***** Recorded information *****
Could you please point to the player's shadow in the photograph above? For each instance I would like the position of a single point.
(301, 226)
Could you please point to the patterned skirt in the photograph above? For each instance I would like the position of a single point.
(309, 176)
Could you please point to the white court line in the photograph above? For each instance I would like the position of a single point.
*****
***** Recorded information *****
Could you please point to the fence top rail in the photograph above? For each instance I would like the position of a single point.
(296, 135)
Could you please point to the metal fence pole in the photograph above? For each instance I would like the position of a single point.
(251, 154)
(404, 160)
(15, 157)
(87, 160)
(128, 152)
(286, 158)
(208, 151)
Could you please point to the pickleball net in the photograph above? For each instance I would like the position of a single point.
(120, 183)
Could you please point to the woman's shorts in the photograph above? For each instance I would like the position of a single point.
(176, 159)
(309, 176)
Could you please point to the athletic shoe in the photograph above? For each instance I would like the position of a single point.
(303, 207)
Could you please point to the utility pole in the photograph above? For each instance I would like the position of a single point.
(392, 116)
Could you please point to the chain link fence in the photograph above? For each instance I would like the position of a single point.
*****
***** Recorded information *****
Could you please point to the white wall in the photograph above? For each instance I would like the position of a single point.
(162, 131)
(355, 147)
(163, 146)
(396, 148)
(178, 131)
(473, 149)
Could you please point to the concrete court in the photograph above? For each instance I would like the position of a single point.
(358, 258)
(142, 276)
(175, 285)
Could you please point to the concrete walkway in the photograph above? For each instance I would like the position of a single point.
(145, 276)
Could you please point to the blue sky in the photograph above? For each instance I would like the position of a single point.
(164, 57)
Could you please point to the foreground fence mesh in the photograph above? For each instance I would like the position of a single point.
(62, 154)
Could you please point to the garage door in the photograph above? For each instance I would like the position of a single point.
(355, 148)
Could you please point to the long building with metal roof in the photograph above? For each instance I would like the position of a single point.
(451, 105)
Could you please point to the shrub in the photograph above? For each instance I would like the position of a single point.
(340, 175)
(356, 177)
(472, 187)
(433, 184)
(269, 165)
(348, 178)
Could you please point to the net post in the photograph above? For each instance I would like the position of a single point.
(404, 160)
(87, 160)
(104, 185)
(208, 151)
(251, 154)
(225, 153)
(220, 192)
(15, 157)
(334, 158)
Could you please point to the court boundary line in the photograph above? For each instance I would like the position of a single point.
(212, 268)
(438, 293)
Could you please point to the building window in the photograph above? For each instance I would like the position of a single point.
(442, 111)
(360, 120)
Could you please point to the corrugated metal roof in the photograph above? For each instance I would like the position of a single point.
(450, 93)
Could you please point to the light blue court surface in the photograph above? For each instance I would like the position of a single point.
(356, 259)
*****
### Exercise goal
Only the lines above from the line with "Could you please point to the woman's" to the line with "Could you please point to the chain", those two lines included, should be reproduced exactly.

### Written reply
Could you please point to the woman's shorts in the photograph above? For each instance I would like the position of a single point.
(176, 159)
(309, 176)
Could you please point to the athletic shoe in the photograph above? For each instance I would like the position of a single point.
(303, 207)
Could you please point to the utility pole in the photograph above? For each instance I would like the position of a single point.
(392, 116)
Could you please point to the chain link fence in the photograph above? For each instance I would like the position of a single point.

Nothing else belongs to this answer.